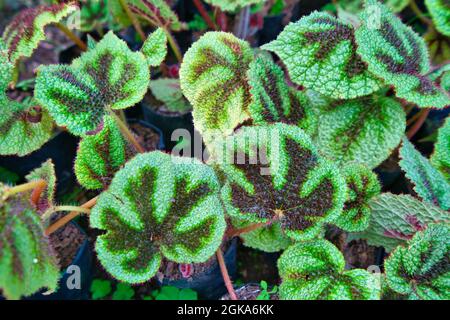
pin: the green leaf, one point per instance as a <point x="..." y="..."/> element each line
<point x="421" y="268"/>
<point x="314" y="270"/>
<point x="274" y="173"/>
<point x="100" y="156"/>
<point x="364" y="130"/>
<point x="320" y="54"/>
<point x="27" y="263"/>
<point x="155" y="47"/>
<point x="440" y="13"/>
<point x="100" y="289"/>
<point x="395" y="53"/>
<point x="396" y="218"/>
<point x="362" y="186"/>
<point x="440" y="158"/>
<point x="78" y="96"/>
<point x="26" y="30"/>
<point x="428" y="182"/>
<point x="274" y="101"/>
<point x="158" y="206"/>
<point x="213" y="79"/>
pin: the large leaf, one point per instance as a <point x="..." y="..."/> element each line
<point x="394" y="52"/>
<point x="320" y="54"/>
<point x="364" y="130"/>
<point x="396" y="218"/>
<point x="314" y="270"/>
<point x="429" y="183"/>
<point x="274" y="173"/>
<point x="110" y="76"/>
<point x="213" y="79"/>
<point x="421" y="269"/>
<point x="158" y="206"/>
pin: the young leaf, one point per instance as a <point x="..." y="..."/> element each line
<point x="421" y="268"/>
<point x="429" y="183"/>
<point x="78" y="96"/>
<point x="274" y="101"/>
<point x="155" y="47"/>
<point x="100" y="156"/>
<point x="440" y="158"/>
<point x="364" y="130"/>
<point x="158" y="206"/>
<point x="440" y="13"/>
<point x="274" y="173"/>
<point x="27" y="263"/>
<point x="396" y="218"/>
<point x="394" y="52"/>
<point x="213" y="79"/>
<point x="320" y="54"/>
<point x="314" y="270"/>
<point x="26" y="30"/>
<point x="362" y="185"/>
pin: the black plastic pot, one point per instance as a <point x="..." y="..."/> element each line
<point x="209" y="285"/>
<point x="61" y="149"/>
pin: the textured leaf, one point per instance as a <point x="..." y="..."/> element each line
<point x="26" y="30"/>
<point x="429" y="183"/>
<point x="169" y="92"/>
<point x="314" y="270"/>
<point x="213" y="79"/>
<point x="26" y="261"/>
<point x="440" y="158"/>
<point x="362" y="185"/>
<point x="274" y="101"/>
<point x="320" y="54"/>
<point x="158" y="206"/>
<point x="155" y="47"/>
<point x="110" y="76"/>
<point x="396" y="218"/>
<point x="440" y="13"/>
<point x="274" y="172"/>
<point x="364" y="130"/>
<point x="421" y="269"/>
<point x="394" y="52"/>
<point x="100" y="156"/>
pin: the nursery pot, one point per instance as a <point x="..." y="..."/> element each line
<point x="209" y="284"/>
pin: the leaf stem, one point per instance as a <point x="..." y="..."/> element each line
<point x="225" y="275"/>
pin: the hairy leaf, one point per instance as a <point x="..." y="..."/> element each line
<point x="395" y="53"/>
<point x="362" y="185"/>
<point x="274" y="101"/>
<point x="26" y="30"/>
<point x="274" y="173"/>
<point x="429" y="183"/>
<point x="100" y="156"/>
<point x="158" y="206"/>
<point x="396" y="218"/>
<point x="78" y="96"/>
<point x="320" y="54"/>
<point x="314" y="270"/>
<point x="363" y="130"/>
<point x="421" y="269"/>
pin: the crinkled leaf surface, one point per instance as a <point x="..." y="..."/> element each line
<point x="110" y="76"/>
<point x="320" y="54"/>
<point x="314" y="270"/>
<point x="395" y="53"/>
<point x="158" y="206"/>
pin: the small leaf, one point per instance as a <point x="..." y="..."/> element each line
<point x="421" y="268"/>
<point x="155" y="47"/>
<point x="395" y="53"/>
<point x="314" y="270"/>
<point x="428" y="182"/>
<point x="320" y="54"/>
<point x="396" y="218"/>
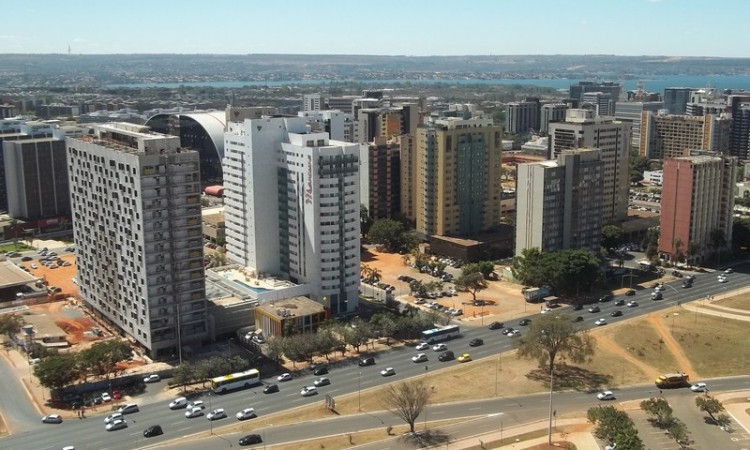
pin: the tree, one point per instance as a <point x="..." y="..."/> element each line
<point x="660" y="411"/>
<point x="56" y="372"/>
<point x="709" y="405"/>
<point x="551" y="337"/>
<point x="611" y="236"/>
<point x="407" y="400"/>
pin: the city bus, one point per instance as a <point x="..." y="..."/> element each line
<point x="235" y="381"/>
<point x="445" y="333"/>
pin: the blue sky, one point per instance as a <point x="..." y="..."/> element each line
<point x="384" y="27"/>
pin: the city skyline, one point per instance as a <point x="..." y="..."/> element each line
<point x="482" y="27"/>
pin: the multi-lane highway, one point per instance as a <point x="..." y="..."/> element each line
<point x="346" y="378"/>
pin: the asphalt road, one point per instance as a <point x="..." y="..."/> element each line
<point x="346" y="378"/>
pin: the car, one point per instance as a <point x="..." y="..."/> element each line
<point x="197" y="404"/>
<point x="419" y="357"/>
<point x="216" y="414"/>
<point x="388" y="371"/>
<point x="116" y="425"/>
<point x="271" y="388"/>
<point x="307" y="391"/>
<point x="366" y="361"/>
<point x="112" y="417"/>
<point x="178" y="403"/>
<point x="495" y="326"/>
<point x="251" y="439"/>
<point x="153" y="378"/>
<point x="130" y="408"/>
<point x="153" y="430"/>
<point x="322" y="381"/>
<point x="446" y="356"/>
<point x="476" y="342"/>
<point x="52" y="418"/>
<point x="247" y="413"/>
<point x="193" y="412"/>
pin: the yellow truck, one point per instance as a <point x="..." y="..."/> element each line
<point x="672" y="380"/>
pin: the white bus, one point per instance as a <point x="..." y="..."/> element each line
<point x="445" y="333"/>
<point x="235" y="381"/>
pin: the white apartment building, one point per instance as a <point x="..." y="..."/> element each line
<point x="292" y="207"/>
<point x="135" y="199"/>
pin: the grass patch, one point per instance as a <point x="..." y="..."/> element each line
<point x="741" y="301"/>
<point x="715" y="346"/>
<point x="643" y="342"/>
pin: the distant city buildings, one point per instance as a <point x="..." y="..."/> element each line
<point x="135" y="196"/>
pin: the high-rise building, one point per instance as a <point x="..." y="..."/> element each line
<point x="559" y="202"/>
<point x="135" y="196"/>
<point x="612" y="137"/>
<point x="36" y="177"/>
<point x="697" y="204"/>
<point x="669" y="136"/>
<point x="632" y="113"/>
<point x="457" y="188"/>
<point x="292" y="207"/>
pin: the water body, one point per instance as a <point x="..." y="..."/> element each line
<point x="651" y="84"/>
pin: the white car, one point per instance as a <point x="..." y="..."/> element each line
<point x="308" y="391"/>
<point x="193" y="412"/>
<point x="116" y="425"/>
<point x="112" y="417"/>
<point x="699" y="387"/>
<point x="247" y="413"/>
<point x="216" y="414"/>
<point x="153" y="378"/>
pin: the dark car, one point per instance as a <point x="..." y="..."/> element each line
<point x="250" y="439"/>
<point x="154" y="430"/>
<point x="367" y="361"/>
<point x="322" y="370"/>
<point x="271" y="388"/>
<point x="495" y="326"/>
<point x="446" y="356"/>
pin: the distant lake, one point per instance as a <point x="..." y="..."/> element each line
<point x="651" y="84"/>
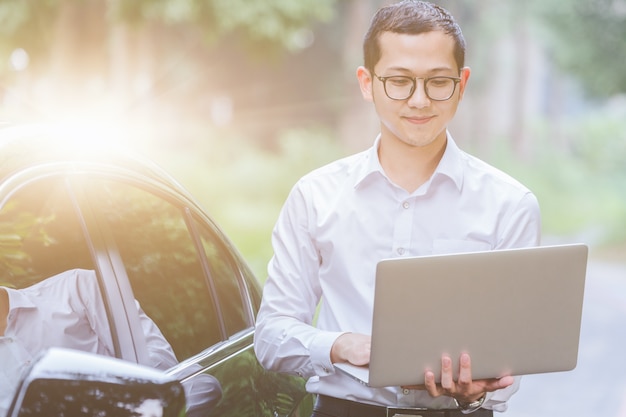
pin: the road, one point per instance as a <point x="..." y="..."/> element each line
<point x="597" y="387"/>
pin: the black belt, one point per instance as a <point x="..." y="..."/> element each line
<point x="344" y="408"/>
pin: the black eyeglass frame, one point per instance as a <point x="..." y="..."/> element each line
<point x="414" y="81"/>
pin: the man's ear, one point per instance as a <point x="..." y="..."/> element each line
<point x="465" y="73"/>
<point x="365" y="83"/>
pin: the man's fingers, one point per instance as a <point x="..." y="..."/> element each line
<point x="431" y="386"/>
<point x="447" y="379"/>
<point x="465" y="370"/>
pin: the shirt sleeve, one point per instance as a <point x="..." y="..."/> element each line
<point x="523" y="226"/>
<point x="523" y="229"/>
<point x="160" y="353"/>
<point x="285" y="339"/>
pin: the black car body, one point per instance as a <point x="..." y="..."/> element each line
<point x="67" y="205"/>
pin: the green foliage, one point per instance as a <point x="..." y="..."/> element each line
<point x="244" y="186"/>
<point x="588" y="41"/>
<point x="581" y="186"/>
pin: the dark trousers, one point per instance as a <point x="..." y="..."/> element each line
<point x="334" y="407"/>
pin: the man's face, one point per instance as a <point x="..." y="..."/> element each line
<point x="418" y="120"/>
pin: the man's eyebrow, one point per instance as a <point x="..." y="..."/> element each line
<point x="429" y="72"/>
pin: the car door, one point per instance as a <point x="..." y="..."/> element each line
<point x="191" y="282"/>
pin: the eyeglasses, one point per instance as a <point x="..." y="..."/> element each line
<point x="401" y="87"/>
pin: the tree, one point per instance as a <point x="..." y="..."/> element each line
<point x="588" y="41"/>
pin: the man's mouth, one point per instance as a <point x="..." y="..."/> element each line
<point x="419" y="120"/>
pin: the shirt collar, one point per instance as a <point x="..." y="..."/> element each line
<point x="17" y="299"/>
<point x="450" y="164"/>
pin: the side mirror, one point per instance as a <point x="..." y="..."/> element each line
<point x="64" y="382"/>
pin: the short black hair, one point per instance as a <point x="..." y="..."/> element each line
<point x="411" y="17"/>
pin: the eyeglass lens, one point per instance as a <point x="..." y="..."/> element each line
<point x="436" y="88"/>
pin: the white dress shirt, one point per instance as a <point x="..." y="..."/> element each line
<point x="339" y="221"/>
<point x="67" y="311"/>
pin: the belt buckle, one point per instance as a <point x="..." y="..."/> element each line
<point x="412" y="412"/>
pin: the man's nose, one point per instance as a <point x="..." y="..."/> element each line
<point x="419" y="98"/>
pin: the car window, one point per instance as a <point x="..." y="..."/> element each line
<point x="163" y="264"/>
<point x="227" y="281"/>
<point x="40" y="234"/>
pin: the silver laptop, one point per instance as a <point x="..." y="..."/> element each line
<point x="515" y="311"/>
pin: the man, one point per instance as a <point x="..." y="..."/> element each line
<point x="67" y="311"/>
<point x="413" y="193"/>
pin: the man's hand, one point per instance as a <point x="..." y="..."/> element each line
<point x="464" y="389"/>
<point x="353" y="348"/>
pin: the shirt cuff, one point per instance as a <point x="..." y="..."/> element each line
<point x="320" y="352"/>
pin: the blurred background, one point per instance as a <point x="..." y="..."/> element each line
<point x="239" y="98"/>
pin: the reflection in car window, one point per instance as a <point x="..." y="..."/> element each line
<point x="162" y="264"/>
<point x="40" y="234"/>
<point x="226" y="278"/>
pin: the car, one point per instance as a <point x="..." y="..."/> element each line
<point x="67" y="382"/>
<point x="67" y="203"/>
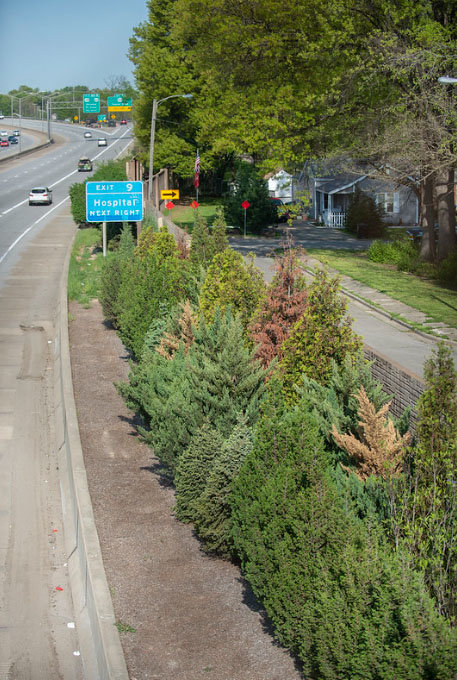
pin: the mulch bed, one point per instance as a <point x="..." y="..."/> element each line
<point x="184" y="614"/>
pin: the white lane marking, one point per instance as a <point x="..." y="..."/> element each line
<point x="24" y="233"/>
<point x="5" y="212"/>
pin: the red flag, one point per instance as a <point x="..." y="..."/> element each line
<point x="197" y="171"/>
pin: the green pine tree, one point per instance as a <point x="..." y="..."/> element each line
<point x="213" y="509"/>
<point x="193" y="468"/>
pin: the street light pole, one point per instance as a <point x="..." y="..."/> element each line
<point x="155" y="105"/>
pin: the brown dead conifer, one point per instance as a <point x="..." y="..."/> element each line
<point x="380" y="448"/>
<point x="170" y="343"/>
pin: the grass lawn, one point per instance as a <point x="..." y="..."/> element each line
<point x="438" y="302"/>
<point x="85" y="265"/>
<point x="183" y="215"/>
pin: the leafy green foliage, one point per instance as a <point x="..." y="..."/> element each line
<point x="337" y="596"/>
<point x="213" y="509"/>
<point x="111" y="279"/>
<point x="149" y="281"/>
<point x="430" y="493"/>
<point x="230" y="282"/>
<point x="401" y="252"/>
<point x="219" y="231"/>
<point x="193" y="469"/>
<point x="162" y="68"/>
<point x="249" y="186"/>
<point x="323" y="333"/>
<point x="201" y="247"/>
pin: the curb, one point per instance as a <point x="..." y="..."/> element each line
<point x="32" y="149"/>
<point x="101" y="649"/>
<point x="383" y="312"/>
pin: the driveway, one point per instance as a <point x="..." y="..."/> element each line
<point x="305" y="235"/>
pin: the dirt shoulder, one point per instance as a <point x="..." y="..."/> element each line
<point x="194" y="616"/>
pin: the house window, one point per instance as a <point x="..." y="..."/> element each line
<point x="388" y="201"/>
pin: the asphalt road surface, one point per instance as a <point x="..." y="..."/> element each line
<point x="389" y="338"/>
<point x="38" y="640"/>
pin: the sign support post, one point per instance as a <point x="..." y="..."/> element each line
<point x="245" y="205"/>
<point x="104" y="238"/>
#####
◆ Exercise details
Reproduce only the lines running from the one with "pin: the red" through the final line of the listing above, both ends included.

◆ Solution to this task
pin: the red flag, one point per instance as a <point x="..." y="..."/> element each line
<point x="197" y="171"/>
pin: the green pine tree, one point per instance as a <point x="..." y="..."/> element each line
<point x="213" y="509"/>
<point x="193" y="468"/>
pin: the street light pole, one point per instance as a <point x="..." y="..."/> element each line
<point x="155" y="105"/>
pin: the brown dead conifer, one point per instance as a <point x="..." y="..."/> element each line
<point x="380" y="448"/>
<point x="170" y="343"/>
pin: the grass lawn, one point per instance as a <point x="..." y="..."/> element each line
<point x="438" y="302"/>
<point x="85" y="265"/>
<point x="183" y="215"/>
pin: the leafy green foliage, one point per instance as a <point x="..." y="..."/> element each line
<point x="337" y="596"/>
<point x="213" y="509"/>
<point x="111" y="279"/>
<point x="149" y="281"/>
<point x="430" y="493"/>
<point x="230" y="282"/>
<point x="401" y="252"/>
<point x="219" y="231"/>
<point x="193" y="469"/>
<point x="162" y="68"/>
<point x="249" y="186"/>
<point x="323" y="333"/>
<point x="201" y="247"/>
pin: the curb, one point per instance as a <point x="..." y="..."/> element each line
<point x="32" y="149"/>
<point x="101" y="649"/>
<point x="383" y="312"/>
pin: the driveway, one point per instance as a <point x="..." y="..."/> element each line
<point x="305" y="235"/>
pin: the dirt shoulder, one point per instance as a <point x="..." y="..."/> element each line
<point x="194" y="616"/>
pin: the house window, one point per instance as a <point x="..." y="..."/> element each line
<point x="388" y="201"/>
pin: the asphalt road surface, one point per instance as a <point x="..." y="..."/> element each line
<point x="389" y="338"/>
<point x="38" y="640"/>
pin: the sign support post, one point per instance as a <point x="..." y="..."/> element each line
<point x="245" y="205"/>
<point x="104" y="238"/>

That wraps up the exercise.